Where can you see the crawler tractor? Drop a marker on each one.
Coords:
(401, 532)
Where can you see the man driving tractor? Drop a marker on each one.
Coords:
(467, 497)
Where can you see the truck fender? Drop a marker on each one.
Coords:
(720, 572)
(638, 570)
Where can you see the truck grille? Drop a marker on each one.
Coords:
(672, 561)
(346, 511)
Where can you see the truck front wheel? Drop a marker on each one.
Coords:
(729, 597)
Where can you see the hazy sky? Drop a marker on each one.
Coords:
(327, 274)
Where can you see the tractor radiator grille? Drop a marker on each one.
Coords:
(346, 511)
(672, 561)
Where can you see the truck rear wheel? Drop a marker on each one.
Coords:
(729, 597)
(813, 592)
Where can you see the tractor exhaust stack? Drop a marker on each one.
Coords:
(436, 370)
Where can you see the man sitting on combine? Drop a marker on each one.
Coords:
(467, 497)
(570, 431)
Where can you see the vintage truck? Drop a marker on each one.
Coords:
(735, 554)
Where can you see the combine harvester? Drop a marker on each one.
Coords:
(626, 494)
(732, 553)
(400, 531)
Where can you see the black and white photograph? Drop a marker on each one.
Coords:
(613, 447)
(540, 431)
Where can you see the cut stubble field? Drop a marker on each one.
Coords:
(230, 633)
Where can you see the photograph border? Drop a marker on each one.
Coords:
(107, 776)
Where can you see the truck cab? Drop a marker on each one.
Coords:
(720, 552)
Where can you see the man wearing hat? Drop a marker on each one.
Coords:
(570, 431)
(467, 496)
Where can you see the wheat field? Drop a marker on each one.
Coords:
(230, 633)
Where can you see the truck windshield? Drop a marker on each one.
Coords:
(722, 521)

━━━━━━━━━━━━━━━━━━━━

**Problem details**.
A verbatim copy of the listing is to be returned in full.

**Your solution**.
Where can you see the crawler tractor? Drop a marker on each one.
Coords:
(401, 532)
Where can you see the man driving tractor? Drop a marker on each one.
Coords:
(467, 497)
Where can you see the truck fender? Drop a marker on each one.
Coords:
(720, 572)
(638, 570)
Where can you see the truck grille? Drop a marker on each one.
Coords:
(672, 561)
(346, 511)
Where can you see the truck front wheel? Drop a marker on each one.
Coords:
(729, 597)
Where can you see the hazy sky? Drop a marker on each one.
Coords:
(327, 274)
Where can you see the tractor radiator grille? Drop a marker on each one.
Coords:
(346, 511)
(672, 561)
Where can you see the truck rear wheel? Drop a marker on each one.
Coords:
(729, 597)
(813, 592)
Where can you see the tractor exhaust stack? Drop a marker on each one.
Coords:
(436, 370)
Where can you see the man sitting on combine? Drop a marker on each one.
Coords:
(467, 497)
(570, 431)
Where can you see the vintage truck? Drop a marker on each one.
Coords:
(735, 554)
Where can you see the combine harvester? Drop a marker on each one.
Coords:
(626, 494)
(732, 553)
(400, 531)
Where can you see the black and white photograph? Drop a marker on each one.
Coords:
(613, 447)
(540, 431)
Where can you see the cut stubble field? Drop a marker on each one.
Coords:
(230, 633)
Where can you see the photograph border? Drop a marker on each one.
Coords:
(107, 776)
Where can you see the truck cab? Drop a marker on each one.
Coords:
(720, 552)
Where can you see the man wearing hat? Drop a marker on each one.
Coords:
(570, 431)
(467, 496)
Where can you see the wheat field? Drop a marker on each one.
Coords:
(230, 633)
Where can you see the truck windshield? Drop a marker on each one.
Coords:
(722, 521)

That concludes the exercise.